Please reproduce the entries below word for word, from the start of the entries through the line containing "negative clicks: (1524, 705)", inclusive, leaving out the pictures.

━━━ Information given

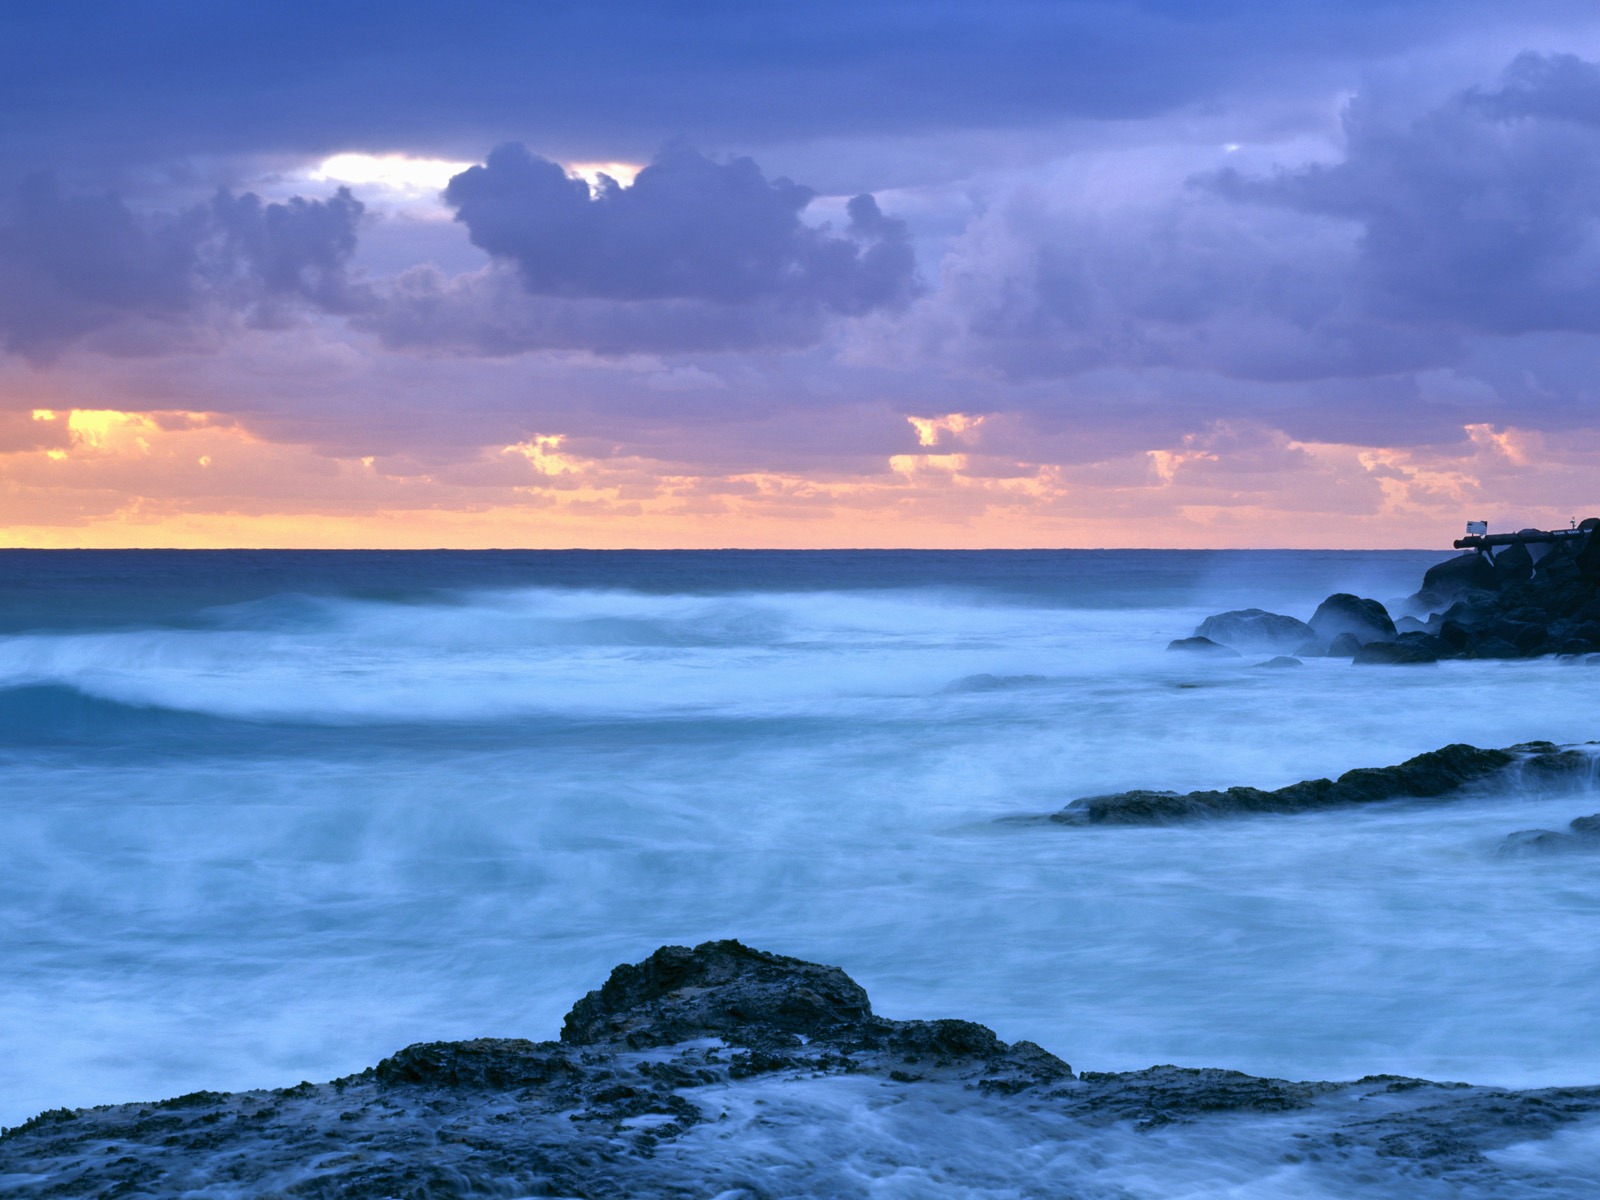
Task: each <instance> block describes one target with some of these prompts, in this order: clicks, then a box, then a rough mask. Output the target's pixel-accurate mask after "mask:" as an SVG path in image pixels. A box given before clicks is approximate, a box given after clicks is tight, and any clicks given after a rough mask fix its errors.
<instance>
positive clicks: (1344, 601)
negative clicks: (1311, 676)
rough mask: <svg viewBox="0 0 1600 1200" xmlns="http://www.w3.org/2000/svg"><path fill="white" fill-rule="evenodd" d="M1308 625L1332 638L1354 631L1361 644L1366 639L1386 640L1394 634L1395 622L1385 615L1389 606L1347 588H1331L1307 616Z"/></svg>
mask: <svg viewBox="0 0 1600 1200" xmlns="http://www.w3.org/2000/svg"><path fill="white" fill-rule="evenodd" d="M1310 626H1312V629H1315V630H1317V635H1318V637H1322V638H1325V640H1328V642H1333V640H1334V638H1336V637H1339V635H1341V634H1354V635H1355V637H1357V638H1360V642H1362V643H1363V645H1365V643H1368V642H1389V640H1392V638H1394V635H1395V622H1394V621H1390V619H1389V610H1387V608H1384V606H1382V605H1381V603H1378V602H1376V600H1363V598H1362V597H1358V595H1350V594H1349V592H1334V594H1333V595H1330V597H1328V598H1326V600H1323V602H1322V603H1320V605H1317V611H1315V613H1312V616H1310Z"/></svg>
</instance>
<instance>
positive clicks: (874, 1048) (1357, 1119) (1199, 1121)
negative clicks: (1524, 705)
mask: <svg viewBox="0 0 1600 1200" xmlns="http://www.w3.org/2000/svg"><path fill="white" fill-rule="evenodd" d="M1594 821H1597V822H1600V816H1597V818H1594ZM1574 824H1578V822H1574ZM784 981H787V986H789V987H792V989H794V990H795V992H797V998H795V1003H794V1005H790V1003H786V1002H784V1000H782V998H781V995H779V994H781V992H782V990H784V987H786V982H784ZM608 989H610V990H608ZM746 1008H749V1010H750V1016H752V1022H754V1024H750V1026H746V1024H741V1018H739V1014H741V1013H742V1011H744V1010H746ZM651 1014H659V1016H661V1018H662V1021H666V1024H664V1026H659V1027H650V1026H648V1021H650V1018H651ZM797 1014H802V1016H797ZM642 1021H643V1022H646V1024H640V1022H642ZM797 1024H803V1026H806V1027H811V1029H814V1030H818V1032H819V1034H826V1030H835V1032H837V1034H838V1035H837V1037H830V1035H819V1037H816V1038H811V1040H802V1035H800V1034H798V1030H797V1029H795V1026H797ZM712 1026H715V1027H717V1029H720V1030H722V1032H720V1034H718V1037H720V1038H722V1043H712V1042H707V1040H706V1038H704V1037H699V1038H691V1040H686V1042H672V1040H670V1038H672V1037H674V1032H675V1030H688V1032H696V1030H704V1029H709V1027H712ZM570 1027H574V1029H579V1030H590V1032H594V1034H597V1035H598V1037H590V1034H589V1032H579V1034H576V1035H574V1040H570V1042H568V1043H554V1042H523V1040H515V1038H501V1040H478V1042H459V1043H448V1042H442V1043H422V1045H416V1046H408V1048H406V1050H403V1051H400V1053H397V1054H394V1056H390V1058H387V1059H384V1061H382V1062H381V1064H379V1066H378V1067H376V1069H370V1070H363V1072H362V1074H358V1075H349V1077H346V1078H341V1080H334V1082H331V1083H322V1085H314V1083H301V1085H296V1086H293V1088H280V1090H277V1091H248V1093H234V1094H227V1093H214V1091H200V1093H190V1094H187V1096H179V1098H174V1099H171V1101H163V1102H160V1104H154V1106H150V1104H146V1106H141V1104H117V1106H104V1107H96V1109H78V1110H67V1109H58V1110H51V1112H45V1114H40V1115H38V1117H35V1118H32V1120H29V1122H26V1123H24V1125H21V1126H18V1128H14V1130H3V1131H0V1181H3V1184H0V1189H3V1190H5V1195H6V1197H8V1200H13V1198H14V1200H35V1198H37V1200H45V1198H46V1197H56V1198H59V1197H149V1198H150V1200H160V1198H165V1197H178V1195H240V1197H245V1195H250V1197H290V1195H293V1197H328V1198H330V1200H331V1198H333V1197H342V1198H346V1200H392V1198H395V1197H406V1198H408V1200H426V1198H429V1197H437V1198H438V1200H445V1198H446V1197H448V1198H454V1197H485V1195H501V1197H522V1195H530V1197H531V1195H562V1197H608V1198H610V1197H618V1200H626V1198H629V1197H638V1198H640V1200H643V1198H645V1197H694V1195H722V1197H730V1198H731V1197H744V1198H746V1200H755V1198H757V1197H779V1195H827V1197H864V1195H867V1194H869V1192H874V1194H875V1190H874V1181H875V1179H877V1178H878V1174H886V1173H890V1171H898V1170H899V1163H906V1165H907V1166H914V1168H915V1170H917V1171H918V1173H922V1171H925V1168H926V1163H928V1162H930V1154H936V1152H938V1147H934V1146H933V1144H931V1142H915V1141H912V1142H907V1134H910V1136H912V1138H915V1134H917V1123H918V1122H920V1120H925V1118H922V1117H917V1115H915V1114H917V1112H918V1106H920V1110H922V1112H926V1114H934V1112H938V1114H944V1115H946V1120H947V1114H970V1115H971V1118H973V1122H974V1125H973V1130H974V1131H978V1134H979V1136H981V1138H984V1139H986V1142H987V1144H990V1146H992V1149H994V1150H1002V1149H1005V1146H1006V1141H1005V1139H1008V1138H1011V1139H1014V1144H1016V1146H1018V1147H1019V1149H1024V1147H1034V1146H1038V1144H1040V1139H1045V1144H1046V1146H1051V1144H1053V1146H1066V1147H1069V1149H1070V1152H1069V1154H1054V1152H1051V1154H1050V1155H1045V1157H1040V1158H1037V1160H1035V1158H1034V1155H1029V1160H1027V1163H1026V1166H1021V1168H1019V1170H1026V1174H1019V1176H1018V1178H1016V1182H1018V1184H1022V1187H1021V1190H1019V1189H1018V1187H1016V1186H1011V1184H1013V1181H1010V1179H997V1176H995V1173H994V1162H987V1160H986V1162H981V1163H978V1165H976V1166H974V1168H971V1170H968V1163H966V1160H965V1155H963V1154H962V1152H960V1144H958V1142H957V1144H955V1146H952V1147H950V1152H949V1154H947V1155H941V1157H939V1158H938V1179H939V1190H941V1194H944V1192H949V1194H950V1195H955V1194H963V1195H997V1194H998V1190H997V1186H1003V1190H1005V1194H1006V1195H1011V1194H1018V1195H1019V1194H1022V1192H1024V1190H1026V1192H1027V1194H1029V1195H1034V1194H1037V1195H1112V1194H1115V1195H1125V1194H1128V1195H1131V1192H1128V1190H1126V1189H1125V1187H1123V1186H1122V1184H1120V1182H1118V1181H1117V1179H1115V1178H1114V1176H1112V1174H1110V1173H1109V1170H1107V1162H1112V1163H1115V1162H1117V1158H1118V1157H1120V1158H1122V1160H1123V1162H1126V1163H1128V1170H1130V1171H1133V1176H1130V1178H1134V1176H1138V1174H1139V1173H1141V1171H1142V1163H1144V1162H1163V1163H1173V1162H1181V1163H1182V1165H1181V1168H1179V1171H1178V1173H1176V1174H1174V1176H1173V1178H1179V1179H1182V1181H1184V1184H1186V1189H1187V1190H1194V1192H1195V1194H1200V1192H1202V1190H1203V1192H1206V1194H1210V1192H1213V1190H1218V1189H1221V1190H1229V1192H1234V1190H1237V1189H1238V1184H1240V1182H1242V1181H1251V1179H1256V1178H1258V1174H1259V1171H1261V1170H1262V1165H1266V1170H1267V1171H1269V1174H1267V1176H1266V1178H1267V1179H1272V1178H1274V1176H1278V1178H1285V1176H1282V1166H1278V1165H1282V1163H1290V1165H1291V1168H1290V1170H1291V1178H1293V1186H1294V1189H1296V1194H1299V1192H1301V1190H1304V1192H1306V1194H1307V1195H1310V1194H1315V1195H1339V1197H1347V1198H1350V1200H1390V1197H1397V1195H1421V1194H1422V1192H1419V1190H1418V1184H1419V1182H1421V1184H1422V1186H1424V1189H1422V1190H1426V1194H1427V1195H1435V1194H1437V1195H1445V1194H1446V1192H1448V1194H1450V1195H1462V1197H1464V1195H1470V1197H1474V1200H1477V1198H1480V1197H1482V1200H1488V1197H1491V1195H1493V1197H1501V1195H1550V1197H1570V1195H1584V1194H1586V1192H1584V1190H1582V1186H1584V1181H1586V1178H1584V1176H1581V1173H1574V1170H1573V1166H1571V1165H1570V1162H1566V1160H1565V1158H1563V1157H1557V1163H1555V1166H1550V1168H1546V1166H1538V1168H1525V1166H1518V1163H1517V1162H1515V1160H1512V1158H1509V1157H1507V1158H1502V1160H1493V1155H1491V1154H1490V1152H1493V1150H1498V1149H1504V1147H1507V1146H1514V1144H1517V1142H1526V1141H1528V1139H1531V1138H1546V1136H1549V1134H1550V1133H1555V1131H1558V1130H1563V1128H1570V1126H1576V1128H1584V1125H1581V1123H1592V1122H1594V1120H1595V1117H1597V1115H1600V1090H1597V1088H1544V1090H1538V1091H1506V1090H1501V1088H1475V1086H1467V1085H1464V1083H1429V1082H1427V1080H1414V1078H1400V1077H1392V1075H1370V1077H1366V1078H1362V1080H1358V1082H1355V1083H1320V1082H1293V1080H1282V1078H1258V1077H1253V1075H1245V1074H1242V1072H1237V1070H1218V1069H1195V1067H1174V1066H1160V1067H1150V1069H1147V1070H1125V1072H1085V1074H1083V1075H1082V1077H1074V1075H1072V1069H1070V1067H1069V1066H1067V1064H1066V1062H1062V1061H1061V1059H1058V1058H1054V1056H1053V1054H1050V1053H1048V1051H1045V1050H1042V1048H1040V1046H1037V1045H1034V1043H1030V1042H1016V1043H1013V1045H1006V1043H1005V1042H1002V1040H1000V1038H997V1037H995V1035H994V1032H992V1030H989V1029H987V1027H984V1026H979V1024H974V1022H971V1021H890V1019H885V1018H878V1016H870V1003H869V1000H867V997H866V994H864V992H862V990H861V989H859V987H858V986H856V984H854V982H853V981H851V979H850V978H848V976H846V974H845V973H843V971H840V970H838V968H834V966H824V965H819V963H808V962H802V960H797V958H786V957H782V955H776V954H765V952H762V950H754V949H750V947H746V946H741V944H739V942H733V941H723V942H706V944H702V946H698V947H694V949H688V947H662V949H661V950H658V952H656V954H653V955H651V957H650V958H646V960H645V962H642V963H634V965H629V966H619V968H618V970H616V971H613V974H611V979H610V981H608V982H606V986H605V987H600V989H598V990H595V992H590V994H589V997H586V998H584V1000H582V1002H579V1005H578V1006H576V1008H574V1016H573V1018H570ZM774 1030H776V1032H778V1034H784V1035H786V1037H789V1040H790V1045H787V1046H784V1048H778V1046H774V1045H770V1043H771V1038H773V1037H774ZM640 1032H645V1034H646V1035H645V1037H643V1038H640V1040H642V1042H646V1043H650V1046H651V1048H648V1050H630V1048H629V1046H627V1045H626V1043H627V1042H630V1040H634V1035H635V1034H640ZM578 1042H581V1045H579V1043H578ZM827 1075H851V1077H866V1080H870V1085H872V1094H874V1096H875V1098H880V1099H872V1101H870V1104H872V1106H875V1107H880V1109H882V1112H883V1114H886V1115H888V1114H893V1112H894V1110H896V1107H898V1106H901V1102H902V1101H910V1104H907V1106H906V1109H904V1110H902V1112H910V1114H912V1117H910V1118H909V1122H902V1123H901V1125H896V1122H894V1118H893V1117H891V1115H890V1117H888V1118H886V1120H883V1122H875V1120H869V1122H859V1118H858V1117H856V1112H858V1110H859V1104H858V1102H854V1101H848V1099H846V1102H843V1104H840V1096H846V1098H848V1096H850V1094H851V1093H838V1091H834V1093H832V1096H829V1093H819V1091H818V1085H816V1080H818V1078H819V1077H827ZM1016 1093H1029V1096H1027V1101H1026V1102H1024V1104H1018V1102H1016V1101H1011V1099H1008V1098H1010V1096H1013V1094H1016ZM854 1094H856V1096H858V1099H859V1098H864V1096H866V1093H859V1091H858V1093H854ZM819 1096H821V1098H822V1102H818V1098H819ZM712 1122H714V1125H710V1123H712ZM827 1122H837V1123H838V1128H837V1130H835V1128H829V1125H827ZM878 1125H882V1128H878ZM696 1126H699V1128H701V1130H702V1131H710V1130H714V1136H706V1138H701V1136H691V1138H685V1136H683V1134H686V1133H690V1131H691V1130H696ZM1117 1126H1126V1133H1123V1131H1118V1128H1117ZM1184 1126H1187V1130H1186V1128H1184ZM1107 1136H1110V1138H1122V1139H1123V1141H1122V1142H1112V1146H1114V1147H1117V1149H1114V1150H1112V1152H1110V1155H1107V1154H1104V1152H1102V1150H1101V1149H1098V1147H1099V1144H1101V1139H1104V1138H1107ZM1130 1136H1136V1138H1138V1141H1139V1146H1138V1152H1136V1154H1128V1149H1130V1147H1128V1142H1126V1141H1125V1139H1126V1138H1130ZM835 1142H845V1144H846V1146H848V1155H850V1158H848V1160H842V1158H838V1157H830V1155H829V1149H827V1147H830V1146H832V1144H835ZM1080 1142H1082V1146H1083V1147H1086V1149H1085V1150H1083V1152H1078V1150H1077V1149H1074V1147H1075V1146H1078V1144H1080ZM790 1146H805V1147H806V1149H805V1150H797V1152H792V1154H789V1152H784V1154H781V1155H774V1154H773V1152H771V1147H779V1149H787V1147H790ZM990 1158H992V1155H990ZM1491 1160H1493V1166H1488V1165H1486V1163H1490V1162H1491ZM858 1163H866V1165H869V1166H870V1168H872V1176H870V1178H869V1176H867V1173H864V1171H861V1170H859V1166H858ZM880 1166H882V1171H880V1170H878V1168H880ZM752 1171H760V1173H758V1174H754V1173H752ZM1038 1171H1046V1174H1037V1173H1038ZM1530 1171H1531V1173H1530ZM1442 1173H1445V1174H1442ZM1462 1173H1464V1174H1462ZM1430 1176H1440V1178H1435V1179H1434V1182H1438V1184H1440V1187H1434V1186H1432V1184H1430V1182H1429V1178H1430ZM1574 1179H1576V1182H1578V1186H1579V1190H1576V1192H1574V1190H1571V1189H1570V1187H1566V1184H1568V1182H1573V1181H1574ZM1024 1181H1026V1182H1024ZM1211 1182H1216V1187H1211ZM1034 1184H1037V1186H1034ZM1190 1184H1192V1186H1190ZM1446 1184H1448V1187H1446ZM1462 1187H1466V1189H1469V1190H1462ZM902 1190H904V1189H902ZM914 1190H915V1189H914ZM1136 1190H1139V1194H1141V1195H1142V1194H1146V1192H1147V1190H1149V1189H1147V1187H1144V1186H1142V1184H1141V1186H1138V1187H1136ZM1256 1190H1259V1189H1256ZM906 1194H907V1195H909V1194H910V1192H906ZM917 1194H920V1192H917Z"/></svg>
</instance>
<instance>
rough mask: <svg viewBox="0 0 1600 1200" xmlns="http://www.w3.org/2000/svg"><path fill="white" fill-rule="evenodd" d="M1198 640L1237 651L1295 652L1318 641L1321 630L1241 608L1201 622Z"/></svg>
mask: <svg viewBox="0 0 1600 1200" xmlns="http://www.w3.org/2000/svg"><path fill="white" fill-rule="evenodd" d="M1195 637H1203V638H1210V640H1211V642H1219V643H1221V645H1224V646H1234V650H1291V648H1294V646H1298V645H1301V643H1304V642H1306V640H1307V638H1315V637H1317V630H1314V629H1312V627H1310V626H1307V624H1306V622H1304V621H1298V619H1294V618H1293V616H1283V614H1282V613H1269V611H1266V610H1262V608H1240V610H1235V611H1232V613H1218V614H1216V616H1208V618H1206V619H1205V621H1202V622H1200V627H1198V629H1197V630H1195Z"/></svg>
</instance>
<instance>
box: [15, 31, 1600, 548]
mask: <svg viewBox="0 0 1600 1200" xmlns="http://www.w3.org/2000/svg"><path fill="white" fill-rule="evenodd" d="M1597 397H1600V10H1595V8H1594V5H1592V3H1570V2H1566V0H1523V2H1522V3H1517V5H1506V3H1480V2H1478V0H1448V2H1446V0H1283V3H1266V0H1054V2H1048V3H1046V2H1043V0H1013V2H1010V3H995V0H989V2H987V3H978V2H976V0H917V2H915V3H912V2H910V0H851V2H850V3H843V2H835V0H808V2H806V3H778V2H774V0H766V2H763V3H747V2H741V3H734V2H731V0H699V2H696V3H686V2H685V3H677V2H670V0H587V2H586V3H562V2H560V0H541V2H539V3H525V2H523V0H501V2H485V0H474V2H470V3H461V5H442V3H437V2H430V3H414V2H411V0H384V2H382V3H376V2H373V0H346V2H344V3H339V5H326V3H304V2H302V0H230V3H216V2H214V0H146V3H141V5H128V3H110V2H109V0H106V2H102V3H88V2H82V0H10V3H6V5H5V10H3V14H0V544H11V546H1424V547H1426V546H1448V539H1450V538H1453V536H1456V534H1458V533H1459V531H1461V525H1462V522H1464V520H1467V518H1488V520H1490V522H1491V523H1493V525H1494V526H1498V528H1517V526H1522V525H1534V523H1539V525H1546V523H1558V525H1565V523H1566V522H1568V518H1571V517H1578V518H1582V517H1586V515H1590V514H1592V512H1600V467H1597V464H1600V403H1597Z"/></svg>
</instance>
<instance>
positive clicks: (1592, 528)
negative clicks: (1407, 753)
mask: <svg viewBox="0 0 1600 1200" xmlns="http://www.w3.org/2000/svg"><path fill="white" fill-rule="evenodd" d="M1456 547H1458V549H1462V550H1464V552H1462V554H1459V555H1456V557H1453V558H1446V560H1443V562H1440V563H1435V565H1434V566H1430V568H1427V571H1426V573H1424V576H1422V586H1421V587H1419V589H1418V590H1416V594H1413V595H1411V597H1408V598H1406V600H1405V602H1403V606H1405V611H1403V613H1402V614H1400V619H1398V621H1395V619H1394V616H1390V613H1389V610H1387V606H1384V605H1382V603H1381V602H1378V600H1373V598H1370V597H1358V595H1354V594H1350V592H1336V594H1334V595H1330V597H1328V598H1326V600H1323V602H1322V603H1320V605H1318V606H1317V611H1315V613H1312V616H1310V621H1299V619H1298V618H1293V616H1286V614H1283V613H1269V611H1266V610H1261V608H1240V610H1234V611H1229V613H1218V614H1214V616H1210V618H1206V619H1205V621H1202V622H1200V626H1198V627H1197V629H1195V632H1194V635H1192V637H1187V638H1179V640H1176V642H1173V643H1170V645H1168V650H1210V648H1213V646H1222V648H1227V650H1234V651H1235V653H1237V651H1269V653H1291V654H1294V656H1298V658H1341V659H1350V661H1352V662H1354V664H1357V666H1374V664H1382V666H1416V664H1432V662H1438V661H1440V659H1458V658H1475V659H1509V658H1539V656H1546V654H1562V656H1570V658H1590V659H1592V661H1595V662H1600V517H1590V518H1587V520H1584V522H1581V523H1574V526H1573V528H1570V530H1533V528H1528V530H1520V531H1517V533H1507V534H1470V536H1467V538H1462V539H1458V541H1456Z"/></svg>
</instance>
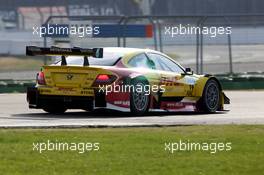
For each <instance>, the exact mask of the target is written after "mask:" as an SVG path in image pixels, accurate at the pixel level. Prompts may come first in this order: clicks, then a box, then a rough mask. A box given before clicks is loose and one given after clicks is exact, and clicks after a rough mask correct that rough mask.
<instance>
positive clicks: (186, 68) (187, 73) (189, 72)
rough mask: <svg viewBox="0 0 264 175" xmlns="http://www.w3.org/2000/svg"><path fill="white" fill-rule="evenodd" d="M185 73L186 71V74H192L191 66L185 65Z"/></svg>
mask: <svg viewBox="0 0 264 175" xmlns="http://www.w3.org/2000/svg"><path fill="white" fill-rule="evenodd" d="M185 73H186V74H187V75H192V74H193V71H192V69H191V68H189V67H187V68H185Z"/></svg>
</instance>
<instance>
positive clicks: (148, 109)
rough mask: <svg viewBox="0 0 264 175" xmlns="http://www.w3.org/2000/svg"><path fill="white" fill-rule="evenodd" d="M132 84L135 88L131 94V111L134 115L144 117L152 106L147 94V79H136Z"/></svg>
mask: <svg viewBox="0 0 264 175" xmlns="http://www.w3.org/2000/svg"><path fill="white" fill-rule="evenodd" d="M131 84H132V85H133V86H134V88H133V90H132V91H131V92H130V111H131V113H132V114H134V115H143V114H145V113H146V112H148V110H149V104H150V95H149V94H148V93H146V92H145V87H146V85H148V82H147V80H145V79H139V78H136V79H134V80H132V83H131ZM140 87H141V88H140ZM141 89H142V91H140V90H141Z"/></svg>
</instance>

━━━━━━

• Response area:
Task: each <instance> block describes one target with some of these prompts, in this order: clicks, then a box, then a rough mask. Output the target's pixel-accurate mask after "mask:" as an SVG path in image pixels. A box given before clicks is approximate, a box given after clicks is tight, and any clicks given after a rough mask fix its errors.
<instance>
positive clicks: (1344, 601)
negative clicks: (1311, 676)
rough mask: <svg viewBox="0 0 1600 1200" xmlns="http://www.w3.org/2000/svg"><path fill="white" fill-rule="evenodd" d="M1308 625L1332 638L1354 631L1361 644L1366 639L1386 640L1394 634L1395 622L1385 615L1389 606L1347 588H1331L1307 616Z"/></svg>
mask: <svg viewBox="0 0 1600 1200" xmlns="http://www.w3.org/2000/svg"><path fill="white" fill-rule="evenodd" d="M1310 626H1312V629H1315V630H1317V635H1318V637H1322V638H1325V640H1328V642H1333V640H1334V638H1336V637H1339V635H1341V634H1354V635H1355V637H1357V638H1360V642H1362V643H1363V645H1365V643H1368V642H1389V640H1392V638H1394V635H1395V622H1394V621H1390V619H1389V610H1387V608H1384V606H1382V605H1381V603H1378V602H1376V600H1363V598H1362V597H1358V595H1350V594H1349V592H1334V594H1333V595H1330V597H1328V598H1326V600H1323V602H1322V603H1320V605H1317V611H1315V613H1312V616H1310Z"/></svg>
</instance>
<instance>
positive clicks: (874, 1048) (1357, 1119) (1199, 1121)
negative clicks: (1524, 705)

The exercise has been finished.